Anleitung »
Schreibe den Text über das Laufseminar im Anschluss an seinen letzten Satz weiter.

Vorgegebener Text »
Dennoch gibt es da Aspekte, an denen keiner vorbeikommt. Etwa an der Erkenntnis, dass Laufen mehr ist als das wiederholte schnelle Setzen des einen Fußes vor den anderen.

Oder das Erkennen, dass unsere Füße hin und wieder aus ihren – durchaus schützenden – Gefängnissen ausbrechen können sollen: Um sich daran zu erinnern, wie sich Gras, Erde und Boden anfühlen.

Foto: Thomas Rottenberg

Wenn sich just dabei dann plötzlich ein Regenbogen über die regennasse Wiese spannt: umso besser. Aber während solche Belohnungen dann alle lächeln (und die Gelsen vergessen) lassen, betont der Trainer, dass er nicht zu jenen Missionaren zählt, die Barfußlaufen als die einzig gültige Lehre anpreisen: "Es hat schon Sinn, Schuhe zu tragen – wenn es die richtigen sind."

Foto: Thomas Rottenberg

Apropos Gelsen: Die feierten ein Fest. Schließlich sind die Blutsauger gegen Läufer chancenlos – solange die mit mehr als sieben km/h unterwegs sind. Doch in einem Seminar, dessen Botschaft lautet, dass gutes Laufen (fast) den ganzen Körper fordert und man daher gut daran tut, ein bisserl mehr zu tun als nur zu rennen, wird eben nicht nur gelaufen: Neben den Grundlagen der Lauftechnik wird da auch (ein bisserl) auf laufspezifische Kräftigungsübungen hingewiesen: Beim Kniebeugenmachen entkommt nicht einmal Usain Bolt einer Gelse.

Aufgelistete Einträge »
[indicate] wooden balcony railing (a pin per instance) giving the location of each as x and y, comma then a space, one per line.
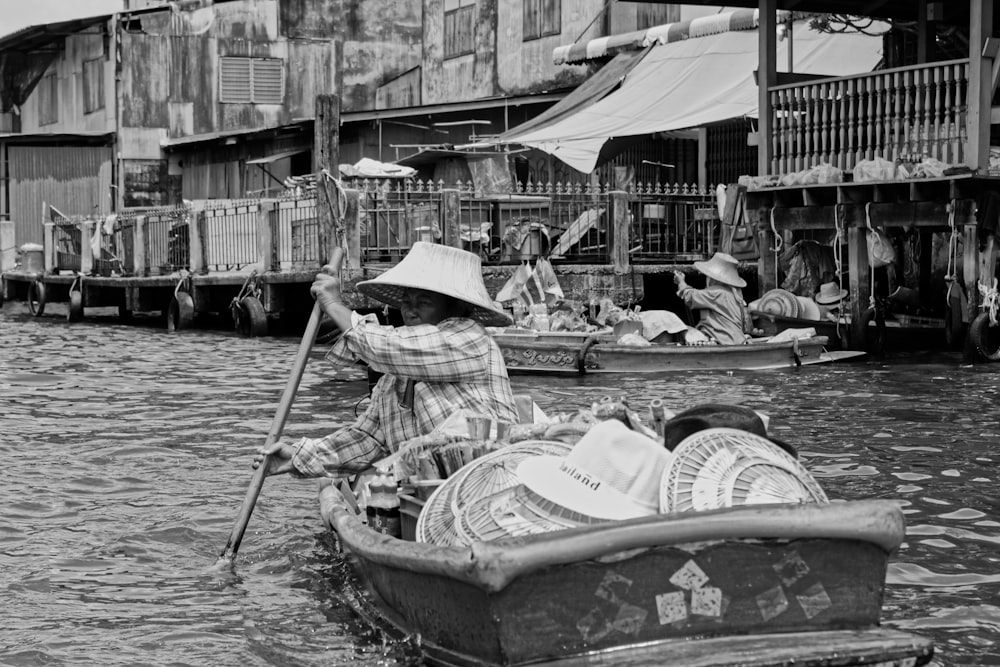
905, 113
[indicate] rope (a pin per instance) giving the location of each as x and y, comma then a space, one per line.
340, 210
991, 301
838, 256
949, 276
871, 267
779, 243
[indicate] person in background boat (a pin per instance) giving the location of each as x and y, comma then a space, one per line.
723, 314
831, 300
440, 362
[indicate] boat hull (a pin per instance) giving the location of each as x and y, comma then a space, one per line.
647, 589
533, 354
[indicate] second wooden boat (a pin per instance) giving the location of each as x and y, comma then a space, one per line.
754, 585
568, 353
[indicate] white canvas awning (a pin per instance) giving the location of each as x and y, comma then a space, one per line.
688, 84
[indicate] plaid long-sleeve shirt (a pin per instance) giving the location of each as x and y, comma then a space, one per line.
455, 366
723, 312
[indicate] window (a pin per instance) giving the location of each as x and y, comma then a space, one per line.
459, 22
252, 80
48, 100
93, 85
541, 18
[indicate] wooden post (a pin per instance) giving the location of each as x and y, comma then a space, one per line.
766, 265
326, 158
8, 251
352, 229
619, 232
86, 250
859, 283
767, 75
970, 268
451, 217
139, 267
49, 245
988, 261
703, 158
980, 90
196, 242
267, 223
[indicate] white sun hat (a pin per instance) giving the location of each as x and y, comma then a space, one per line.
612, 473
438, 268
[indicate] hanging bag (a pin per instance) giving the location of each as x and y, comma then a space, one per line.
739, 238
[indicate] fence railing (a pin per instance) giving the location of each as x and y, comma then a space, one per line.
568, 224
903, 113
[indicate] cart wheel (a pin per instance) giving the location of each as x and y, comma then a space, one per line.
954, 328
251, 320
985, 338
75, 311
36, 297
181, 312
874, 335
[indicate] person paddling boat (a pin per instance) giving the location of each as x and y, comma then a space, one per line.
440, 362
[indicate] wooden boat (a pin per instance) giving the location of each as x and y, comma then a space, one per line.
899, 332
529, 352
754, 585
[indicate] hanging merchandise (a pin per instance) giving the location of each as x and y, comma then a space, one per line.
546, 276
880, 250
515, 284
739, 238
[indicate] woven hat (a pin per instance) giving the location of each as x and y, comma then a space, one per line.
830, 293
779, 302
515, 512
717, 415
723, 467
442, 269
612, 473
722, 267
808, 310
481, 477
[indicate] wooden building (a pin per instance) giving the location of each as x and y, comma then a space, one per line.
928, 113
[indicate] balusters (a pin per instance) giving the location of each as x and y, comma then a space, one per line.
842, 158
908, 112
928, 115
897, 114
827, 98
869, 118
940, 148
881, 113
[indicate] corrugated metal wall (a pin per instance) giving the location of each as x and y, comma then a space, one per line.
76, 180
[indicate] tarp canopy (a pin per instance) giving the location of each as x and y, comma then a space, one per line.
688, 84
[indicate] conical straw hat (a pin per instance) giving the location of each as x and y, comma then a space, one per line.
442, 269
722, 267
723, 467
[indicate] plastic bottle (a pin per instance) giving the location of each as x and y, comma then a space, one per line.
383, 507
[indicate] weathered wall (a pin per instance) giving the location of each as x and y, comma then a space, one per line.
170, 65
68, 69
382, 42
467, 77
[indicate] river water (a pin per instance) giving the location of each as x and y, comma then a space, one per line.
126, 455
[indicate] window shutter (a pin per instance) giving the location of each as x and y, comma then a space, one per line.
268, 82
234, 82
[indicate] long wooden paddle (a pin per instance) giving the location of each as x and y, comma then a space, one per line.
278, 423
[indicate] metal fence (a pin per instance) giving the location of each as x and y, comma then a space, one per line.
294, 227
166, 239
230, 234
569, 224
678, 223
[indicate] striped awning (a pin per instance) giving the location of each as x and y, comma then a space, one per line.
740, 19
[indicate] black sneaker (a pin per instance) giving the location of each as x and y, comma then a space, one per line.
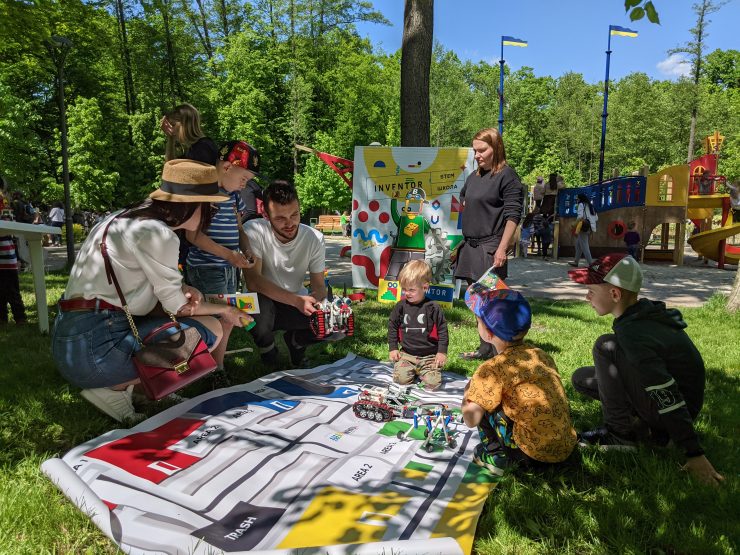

Ergebnis »
Foto: Thomas Rottenberg

Das gleiche gilt beim Ausfallschritt-Marsch durchs nasse Gras …

Foto: Thomas Rottenberg

… seitlichen Beinhebe-Übungen …

Foto: Thomas Rottenberg

… und ganz besonders bei Bauchübungen. Andererseits: Wenn man die "Plankerei" nicht bloß irgendwie runternudelt, sondern sich nur ansatzweise richtig reinhängt, melden sich in der Sekunde so viele andere Stellen des eigenen Körpers mit Schmerz- oder Alarmmeldungen, dass man auf die Gelsen komplett vergisst.

Foto: Thomas Rottenberg

Dehnen ("Menschen, die wie ihr in einem Verlagshaus arbeiten, sind ja ständig in Bewegung, sitzen nie stundenlang mit krummen Rücken in unnatürlichen und ungesunden Positionen – und haben deshalb weder Verspannungen noch sonst irgendwelche haltungsbedingte Bürden oder Beschwerden: Ihr braucht all das also nicht …") gehört dann natürlich auch noch dazu.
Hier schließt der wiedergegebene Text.